◆ Raw records ◆
==================================================

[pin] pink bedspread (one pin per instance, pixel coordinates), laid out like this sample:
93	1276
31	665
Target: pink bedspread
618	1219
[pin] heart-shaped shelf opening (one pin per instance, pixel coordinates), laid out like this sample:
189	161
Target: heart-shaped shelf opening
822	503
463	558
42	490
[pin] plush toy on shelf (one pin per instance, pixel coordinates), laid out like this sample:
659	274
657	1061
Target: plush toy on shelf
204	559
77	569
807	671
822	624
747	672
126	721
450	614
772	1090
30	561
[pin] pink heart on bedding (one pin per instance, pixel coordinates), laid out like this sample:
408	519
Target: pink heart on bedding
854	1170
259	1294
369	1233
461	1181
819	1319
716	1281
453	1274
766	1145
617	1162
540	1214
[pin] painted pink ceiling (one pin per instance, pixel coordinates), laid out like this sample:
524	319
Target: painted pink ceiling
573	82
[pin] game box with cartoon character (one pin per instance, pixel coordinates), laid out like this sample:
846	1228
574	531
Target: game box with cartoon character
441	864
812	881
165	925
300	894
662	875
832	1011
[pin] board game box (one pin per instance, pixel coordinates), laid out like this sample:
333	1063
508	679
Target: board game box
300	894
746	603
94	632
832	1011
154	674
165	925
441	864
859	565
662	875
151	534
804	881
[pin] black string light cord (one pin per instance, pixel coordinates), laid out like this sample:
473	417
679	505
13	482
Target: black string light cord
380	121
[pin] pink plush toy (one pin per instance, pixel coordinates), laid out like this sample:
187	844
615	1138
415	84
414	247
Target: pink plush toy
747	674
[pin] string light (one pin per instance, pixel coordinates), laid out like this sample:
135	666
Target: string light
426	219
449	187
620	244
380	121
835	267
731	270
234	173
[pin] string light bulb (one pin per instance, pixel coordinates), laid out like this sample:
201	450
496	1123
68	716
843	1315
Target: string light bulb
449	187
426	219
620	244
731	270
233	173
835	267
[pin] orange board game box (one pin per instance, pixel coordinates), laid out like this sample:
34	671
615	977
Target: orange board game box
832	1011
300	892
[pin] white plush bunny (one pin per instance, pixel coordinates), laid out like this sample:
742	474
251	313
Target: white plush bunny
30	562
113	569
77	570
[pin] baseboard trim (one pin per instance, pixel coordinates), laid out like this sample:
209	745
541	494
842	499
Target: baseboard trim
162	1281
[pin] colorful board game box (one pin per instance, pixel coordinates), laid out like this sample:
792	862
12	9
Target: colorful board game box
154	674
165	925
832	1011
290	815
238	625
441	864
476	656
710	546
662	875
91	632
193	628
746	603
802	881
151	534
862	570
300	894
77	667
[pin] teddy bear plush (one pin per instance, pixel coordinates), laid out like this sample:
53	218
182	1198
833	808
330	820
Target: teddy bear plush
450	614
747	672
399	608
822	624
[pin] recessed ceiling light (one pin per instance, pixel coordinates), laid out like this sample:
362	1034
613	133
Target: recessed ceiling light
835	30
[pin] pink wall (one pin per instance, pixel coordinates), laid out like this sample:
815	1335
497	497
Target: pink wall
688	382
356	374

==================================================

◆ Brief ◆
Recast all of the lines above as a numbered list, leaving out any blank lines.

◆ Response to the exercise ◆
1. [pin] pink bedspread (one pin per instance, pixel coordinates), laid out like this sample:
2. 93	1276
3. 31	665
4. Target: pink bedspread
5. 618	1219
6. [pin] heart-shaped shelf opening (one pin per instance, pixel coordinates), laid out like this sample:
7. 189	161
8. Target: heart-shaped shelf opening
9. 822	503
10. 463	558
11. 42	490
12. [pin] plush toy on shelf (one pin per instance, pixel coordinates), laid out like this sample:
13. 659	274
14. 657	1061
15. Target: plush toy on shelf
16. 204	559
17. 77	569
18. 807	671
19. 822	624
20. 747	672
21. 126	721
22. 450	614
23. 772	1090
24. 30	561
25. [pin] pink heart on bedding (one pin per instance, pixel coordinates), laid out like this sample:
26. 408	519
27. Target: pink heart on bedding
28. 854	1170
29. 259	1294
30. 369	1233
31. 461	1181
32. 819	1319
33. 716	1281
34. 453	1274
35. 766	1145
36. 617	1162
37. 540	1214
38. [pin] painted pink ceiling (one pin per instance, pixel coordinates), laid out like this sample:
39. 524	319
40. Target: painted pink ceiling
41. 573	82
42. [pin] game box with cartoon character (one pin per instance, pixel coordinates), laid out like this sample:
43. 846	1228
44. 574	531
45. Target: game box with cartoon character
46. 441	864
47. 812	881
48. 165	925
49. 300	894
50. 662	875
51. 832	1011
52. [pin] board game box (one pin per instance, pixel coordinates), laid out like this sample:
53. 333	1063
54. 508	679
55. Target: board game box
56. 300	894
57. 746	603
58. 94	632
59. 832	1011
60. 154	674
61. 165	925
62. 441	864
63. 859	565
64. 662	875
65. 151	534
66. 804	881
67. [pin] black string light cord (one pin per instance, pixel coordinates), laid out like this sample:
68. 473	417
69. 679	505
70. 13	482
71. Target: black string light cord
72. 380	121
73. [pin] pink plush toy (one pin per instance, pixel coordinates), laid out like this sample:
74. 187	844
75. 615	1138
76. 415	84
77. 414	247
78. Target: pink plush toy
79. 747	674
80. [pin] string light (one pin per instance, pixel coordinates), laid out like this sample:
81. 135	666
82. Target: string light
83. 426	219
84. 449	187
85. 620	244
86. 380	121
87. 835	267
88. 731	270
89. 234	173
90. [pin] string light bulb (one pin per instance, pixel coordinates), laid out like this sample:
91. 201	450
92. 496	1123
93. 68	716
94. 843	1315
95. Target: string light bulb
96. 449	187
97. 426	219
98. 620	244
99. 731	270
100. 233	173
101. 835	267
102. [pin] orange board game box (one pin per instance, pixel coordinates), laid out like this sample:
103. 34	671
104. 615	977
105. Target: orange board game box
106. 832	1011
107. 300	892
108. [pin] white plush bunny (one pin per instance, pixel coordinates), laid out like this sample:
109. 742	474
110. 251	313
111. Target: white plush bunny
112. 30	562
113. 113	569
114. 77	570
115. [pin] baseboard trim (one pin per instance, pixel coordinates), laid out like this sample:
116. 209	745
117. 541	494
118. 842	499
119. Target: baseboard trim
120. 162	1281
121. [pin] colorful board game box (one pin per instance, pixel coordinates), laid out like this sample:
122. 792	862
123. 12	9
124. Target: colorful board game box
125. 154	674
126. 165	925
127. 832	1011
128. 290	815
129. 238	625
130. 441	864
131. 476	656
132. 710	546
133. 662	875
134. 91	632
135. 193	628
136. 746	603
137. 802	881
138. 151	534
139. 862	570
140. 300	894
141. 77	667
142. [pin] teddy bear plush (one pin per instance, pixel coordinates), laid out like this sample:
143. 53	218
144. 182	1198
145. 833	808
146. 330	820
147. Target: teddy bear plush
148. 450	614
149. 747	672
150. 399	608
151. 822	624
152. [pin] recessed ceiling light (one pin per instance, pixel coordinates), laid out like this sample:
153. 362	1034
154. 613	133
155. Target: recessed ceiling light
156. 835	30
157. [pin] pink wall (one pin per instance, pixel coordinates), laid out like this sample:
158. 815	1335
159. 497	497
160. Target: pink wall
161. 688	382
162. 356	374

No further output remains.